_GIVEN TASK:_
Copy out the line containing "Mark the street lamp head with a point." and each line after it, through the last one in the material, exactly as written.

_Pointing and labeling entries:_
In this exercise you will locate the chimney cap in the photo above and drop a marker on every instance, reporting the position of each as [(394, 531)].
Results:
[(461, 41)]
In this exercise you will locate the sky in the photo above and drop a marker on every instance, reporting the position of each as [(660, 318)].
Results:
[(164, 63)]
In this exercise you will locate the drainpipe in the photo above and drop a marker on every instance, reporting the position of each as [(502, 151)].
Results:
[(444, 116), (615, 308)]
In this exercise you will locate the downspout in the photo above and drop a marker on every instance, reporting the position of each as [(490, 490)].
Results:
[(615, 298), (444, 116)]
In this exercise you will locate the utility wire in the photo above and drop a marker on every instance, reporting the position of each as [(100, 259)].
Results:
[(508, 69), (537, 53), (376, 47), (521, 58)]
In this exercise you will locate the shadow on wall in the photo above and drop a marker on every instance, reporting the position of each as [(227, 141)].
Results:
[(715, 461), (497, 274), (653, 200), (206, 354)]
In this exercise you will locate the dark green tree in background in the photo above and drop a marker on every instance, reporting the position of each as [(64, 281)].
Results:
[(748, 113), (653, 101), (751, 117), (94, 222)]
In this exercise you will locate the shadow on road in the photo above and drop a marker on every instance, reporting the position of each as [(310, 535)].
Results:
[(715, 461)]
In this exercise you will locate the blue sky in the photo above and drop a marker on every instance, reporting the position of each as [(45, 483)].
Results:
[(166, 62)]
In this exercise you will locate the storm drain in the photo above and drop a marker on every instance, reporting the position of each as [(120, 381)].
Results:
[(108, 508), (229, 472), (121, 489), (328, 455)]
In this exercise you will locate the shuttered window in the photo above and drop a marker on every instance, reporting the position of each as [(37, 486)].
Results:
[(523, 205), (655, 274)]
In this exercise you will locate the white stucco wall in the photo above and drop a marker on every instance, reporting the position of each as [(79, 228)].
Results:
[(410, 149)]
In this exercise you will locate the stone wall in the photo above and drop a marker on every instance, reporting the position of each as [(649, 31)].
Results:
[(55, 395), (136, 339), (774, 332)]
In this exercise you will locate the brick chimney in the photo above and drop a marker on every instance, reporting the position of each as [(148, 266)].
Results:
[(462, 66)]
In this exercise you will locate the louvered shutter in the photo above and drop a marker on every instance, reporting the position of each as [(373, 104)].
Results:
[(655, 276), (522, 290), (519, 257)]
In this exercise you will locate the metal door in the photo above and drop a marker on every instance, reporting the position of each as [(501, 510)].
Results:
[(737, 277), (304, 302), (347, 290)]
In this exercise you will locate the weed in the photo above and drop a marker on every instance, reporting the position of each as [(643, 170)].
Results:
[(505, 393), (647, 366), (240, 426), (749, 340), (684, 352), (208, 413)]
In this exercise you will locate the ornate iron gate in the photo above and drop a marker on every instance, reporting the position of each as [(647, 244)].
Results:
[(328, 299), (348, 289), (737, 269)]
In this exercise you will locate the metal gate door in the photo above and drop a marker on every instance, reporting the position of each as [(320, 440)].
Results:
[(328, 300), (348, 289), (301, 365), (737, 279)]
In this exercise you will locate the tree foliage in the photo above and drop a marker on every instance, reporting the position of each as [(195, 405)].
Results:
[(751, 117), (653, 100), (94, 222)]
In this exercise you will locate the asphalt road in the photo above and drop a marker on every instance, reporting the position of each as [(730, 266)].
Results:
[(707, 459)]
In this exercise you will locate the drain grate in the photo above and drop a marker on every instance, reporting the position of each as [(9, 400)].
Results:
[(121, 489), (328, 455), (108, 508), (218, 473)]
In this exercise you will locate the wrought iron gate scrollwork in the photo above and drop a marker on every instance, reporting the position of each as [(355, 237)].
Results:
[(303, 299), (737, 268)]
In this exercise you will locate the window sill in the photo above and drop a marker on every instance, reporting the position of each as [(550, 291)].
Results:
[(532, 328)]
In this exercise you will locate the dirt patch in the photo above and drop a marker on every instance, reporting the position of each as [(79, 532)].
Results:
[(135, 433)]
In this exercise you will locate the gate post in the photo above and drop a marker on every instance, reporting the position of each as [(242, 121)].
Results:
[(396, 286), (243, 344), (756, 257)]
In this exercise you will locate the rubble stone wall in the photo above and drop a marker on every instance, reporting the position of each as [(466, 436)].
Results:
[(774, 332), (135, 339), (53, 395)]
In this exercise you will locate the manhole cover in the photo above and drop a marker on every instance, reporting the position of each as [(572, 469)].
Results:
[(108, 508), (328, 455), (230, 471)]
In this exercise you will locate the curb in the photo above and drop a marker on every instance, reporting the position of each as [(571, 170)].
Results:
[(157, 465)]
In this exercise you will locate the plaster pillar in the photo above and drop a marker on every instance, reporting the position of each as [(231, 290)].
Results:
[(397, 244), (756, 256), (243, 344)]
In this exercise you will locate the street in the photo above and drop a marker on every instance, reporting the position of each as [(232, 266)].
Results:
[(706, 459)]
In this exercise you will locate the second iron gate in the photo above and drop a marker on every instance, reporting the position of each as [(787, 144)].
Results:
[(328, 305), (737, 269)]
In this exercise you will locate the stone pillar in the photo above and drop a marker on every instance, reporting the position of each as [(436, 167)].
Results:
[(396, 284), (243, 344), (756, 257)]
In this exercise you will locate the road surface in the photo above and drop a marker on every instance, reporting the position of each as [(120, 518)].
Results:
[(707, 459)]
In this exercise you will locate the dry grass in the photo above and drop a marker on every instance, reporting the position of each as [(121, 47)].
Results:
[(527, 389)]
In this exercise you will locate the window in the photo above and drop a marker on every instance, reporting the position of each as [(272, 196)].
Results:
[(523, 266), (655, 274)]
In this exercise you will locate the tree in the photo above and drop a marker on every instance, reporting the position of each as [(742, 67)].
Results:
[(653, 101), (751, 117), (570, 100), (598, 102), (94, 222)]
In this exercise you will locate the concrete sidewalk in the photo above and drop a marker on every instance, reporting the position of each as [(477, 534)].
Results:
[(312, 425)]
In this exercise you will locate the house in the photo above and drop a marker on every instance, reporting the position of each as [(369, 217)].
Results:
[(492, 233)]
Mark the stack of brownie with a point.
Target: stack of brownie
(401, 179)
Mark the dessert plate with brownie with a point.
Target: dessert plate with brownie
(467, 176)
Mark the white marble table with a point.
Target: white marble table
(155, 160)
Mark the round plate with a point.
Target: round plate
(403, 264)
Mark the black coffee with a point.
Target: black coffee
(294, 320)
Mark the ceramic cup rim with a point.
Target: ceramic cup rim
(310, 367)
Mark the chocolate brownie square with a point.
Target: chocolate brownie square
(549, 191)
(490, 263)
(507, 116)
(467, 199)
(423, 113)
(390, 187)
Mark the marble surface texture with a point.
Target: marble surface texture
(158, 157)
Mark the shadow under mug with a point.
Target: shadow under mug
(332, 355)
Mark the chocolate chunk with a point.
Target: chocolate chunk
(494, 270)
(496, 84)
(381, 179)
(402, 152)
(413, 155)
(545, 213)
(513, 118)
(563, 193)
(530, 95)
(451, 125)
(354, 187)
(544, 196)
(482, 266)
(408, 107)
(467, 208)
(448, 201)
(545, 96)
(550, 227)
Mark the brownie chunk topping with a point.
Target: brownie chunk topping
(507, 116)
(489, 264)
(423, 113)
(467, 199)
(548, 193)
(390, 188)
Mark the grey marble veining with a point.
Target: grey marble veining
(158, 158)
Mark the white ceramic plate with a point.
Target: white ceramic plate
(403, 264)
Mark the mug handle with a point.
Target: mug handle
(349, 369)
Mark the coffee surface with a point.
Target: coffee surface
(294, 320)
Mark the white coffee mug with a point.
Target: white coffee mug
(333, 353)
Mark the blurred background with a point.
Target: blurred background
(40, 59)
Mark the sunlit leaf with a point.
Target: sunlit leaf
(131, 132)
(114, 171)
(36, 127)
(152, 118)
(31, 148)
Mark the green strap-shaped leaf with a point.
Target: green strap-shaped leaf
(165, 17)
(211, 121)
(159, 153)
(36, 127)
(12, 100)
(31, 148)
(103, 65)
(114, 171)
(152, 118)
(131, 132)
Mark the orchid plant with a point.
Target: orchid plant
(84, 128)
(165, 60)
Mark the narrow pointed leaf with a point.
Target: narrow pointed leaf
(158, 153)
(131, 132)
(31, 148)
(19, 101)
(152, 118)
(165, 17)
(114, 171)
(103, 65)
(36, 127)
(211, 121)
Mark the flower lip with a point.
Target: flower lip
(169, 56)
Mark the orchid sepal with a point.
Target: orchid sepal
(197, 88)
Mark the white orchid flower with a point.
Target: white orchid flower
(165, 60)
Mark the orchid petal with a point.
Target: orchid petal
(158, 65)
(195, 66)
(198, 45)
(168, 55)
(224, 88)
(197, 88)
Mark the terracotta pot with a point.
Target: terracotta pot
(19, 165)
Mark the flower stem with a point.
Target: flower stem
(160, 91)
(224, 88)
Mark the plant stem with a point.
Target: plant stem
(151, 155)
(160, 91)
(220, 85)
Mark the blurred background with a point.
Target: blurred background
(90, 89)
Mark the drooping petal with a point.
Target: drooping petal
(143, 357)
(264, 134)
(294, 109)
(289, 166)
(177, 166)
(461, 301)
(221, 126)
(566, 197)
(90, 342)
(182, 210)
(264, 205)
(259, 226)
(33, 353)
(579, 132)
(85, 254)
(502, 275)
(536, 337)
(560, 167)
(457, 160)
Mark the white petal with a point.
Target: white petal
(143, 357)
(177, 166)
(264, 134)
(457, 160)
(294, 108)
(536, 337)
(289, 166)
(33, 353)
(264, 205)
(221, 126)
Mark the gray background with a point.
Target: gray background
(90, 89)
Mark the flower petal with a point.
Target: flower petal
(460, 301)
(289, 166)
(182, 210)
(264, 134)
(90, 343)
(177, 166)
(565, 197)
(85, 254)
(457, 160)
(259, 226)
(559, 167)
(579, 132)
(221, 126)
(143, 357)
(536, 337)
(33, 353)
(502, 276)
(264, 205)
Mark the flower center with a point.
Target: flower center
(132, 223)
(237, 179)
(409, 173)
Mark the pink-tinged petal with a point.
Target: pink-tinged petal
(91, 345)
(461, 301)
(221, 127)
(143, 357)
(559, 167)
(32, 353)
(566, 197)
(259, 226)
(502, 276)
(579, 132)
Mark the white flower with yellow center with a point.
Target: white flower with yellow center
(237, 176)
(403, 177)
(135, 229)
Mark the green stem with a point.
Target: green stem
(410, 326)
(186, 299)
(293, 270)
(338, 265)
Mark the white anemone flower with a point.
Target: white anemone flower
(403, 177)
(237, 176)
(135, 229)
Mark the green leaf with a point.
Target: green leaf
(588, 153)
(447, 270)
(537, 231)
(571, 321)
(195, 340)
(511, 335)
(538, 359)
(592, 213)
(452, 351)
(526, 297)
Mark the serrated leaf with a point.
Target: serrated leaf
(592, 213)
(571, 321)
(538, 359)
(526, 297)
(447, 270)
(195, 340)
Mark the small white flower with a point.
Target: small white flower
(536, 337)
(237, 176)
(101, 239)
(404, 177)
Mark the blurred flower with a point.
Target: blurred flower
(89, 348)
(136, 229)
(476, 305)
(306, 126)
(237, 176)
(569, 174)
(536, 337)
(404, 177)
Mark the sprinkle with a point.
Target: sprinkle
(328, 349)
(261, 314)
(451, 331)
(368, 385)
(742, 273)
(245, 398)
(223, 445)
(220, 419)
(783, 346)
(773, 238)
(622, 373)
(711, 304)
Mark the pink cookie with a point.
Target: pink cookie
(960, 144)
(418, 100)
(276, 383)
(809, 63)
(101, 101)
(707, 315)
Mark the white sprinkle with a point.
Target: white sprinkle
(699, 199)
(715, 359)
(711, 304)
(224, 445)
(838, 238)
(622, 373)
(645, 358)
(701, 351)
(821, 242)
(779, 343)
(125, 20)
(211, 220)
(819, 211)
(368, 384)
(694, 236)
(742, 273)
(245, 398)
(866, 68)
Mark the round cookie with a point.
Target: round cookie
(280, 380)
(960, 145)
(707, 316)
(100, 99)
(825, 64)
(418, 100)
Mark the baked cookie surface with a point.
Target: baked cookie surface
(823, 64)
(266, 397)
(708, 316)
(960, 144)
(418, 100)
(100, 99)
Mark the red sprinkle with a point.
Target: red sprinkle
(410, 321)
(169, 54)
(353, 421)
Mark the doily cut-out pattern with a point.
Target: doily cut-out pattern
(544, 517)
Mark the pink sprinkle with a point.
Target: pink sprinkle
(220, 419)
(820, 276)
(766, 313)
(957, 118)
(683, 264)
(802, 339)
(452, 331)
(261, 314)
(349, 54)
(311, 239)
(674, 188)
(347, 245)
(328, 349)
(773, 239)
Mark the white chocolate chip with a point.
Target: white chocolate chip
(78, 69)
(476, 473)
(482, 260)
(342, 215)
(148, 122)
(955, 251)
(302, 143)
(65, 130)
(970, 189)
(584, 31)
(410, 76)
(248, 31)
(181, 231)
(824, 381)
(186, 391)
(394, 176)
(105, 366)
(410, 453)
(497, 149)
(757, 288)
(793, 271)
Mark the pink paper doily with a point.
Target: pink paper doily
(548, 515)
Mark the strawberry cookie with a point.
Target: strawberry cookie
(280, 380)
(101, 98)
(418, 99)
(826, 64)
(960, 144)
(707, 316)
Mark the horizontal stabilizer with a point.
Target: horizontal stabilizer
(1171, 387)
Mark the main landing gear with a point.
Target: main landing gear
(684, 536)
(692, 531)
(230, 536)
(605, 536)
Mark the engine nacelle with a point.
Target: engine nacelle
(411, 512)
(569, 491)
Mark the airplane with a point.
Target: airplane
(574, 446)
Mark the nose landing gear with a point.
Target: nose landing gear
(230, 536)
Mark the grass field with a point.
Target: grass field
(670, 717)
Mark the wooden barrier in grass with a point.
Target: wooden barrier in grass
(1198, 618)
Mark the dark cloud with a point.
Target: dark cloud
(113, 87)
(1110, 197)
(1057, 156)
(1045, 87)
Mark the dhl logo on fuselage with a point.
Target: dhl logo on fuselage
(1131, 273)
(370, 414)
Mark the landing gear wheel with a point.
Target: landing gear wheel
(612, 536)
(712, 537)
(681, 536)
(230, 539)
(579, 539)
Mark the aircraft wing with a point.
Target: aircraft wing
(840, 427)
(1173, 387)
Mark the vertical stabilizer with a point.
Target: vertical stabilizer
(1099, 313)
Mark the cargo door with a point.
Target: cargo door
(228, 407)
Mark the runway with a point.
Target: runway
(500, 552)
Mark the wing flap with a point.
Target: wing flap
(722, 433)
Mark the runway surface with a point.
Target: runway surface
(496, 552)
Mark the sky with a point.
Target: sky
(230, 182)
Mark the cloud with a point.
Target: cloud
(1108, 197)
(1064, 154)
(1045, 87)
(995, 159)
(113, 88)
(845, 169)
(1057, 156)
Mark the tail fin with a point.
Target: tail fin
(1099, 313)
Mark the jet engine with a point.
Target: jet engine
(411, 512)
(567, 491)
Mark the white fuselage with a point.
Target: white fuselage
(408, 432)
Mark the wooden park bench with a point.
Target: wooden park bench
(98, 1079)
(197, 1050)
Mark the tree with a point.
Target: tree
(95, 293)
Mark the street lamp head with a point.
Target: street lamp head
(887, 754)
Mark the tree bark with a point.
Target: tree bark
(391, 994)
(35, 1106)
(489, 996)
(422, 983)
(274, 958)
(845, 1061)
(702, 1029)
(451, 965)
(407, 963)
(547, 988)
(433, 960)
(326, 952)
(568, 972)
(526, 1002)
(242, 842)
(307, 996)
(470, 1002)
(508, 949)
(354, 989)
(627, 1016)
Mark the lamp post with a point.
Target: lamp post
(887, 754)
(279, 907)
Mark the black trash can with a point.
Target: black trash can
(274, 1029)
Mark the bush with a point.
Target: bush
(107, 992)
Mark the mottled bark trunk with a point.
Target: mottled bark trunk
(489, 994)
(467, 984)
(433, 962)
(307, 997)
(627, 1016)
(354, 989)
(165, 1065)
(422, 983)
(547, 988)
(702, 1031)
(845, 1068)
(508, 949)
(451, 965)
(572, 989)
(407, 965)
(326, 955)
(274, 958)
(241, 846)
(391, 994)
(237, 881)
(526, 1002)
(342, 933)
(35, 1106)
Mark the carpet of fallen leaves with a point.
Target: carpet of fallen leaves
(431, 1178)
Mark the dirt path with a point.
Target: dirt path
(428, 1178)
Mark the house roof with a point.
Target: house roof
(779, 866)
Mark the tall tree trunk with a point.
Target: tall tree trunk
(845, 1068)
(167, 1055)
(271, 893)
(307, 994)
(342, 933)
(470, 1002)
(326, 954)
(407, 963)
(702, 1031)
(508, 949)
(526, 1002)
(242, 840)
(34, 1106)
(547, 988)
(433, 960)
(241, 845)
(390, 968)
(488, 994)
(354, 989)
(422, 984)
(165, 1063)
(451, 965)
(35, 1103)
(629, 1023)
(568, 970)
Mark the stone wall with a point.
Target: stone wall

_RESULT FOR THIS TASK:_
Mark the street lamp head with a point.
Target: street lamp head
(887, 754)
Mark the tree bark with a point.
Target: tree bark
(391, 994)
(35, 1106)
(489, 996)
(422, 983)
(274, 958)
(845, 1061)
(702, 1029)
(451, 965)
(407, 963)
(547, 988)
(433, 960)
(326, 952)
(568, 972)
(526, 1002)
(242, 842)
(307, 996)
(470, 1002)
(508, 949)
(354, 989)
(627, 1016)
Mark the lamp post with a point.
Target: lamp post
(887, 754)
(279, 907)
Mark the black trash can with a point.
Target: black trash can
(274, 1029)
Mark the bush with a point.
Target: bush
(107, 992)
Mark the mottled bark trunk with a point.
Target: mottled bark trunk
(489, 994)
(467, 984)
(433, 962)
(307, 997)
(627, 1016)
(354, 989)
(165, 1065)
(422, 983)
(547, 988)
(702, 1031)
(845, 1068)
(508, 949)
(451, 965)
(572, 989)
(407, 965)
(326, 955)
(274, 958)
(241, 846)
(391, 994)
(237, 881)
(526, 1002)
(342, 933)
(35, 1106)
Mark the carpet of fallen leaves with a point.
Target: carpet of fallen leaves
(431, 1178)
Mark the dirt path with a point.
Target: dirt path
(428, 1178)
Mark the house roof with a point.
Target: house roof
(779, 866)
Mark the tall tree trunk with a point.
Target: tall tree trunk
(845, 1068)
(167, 1055)
(271, 893)
(307, 994)
(342, 933)
(470, 1002)
(326, 954)
(407, 963)
(702, 1031)
(508, 949)
(526, 1002)
(242, 840)
(34, 1106)
(547, 988)
(433, 960)
(241, 845)
(390, 968)
(488, 994)
(354, 989)
(422, 984)
(165, 1063)
(451, 965)
(35, 1103)
(629, 1023)
(568, 970)
Mark the stone wall with a point.
Target: stone wall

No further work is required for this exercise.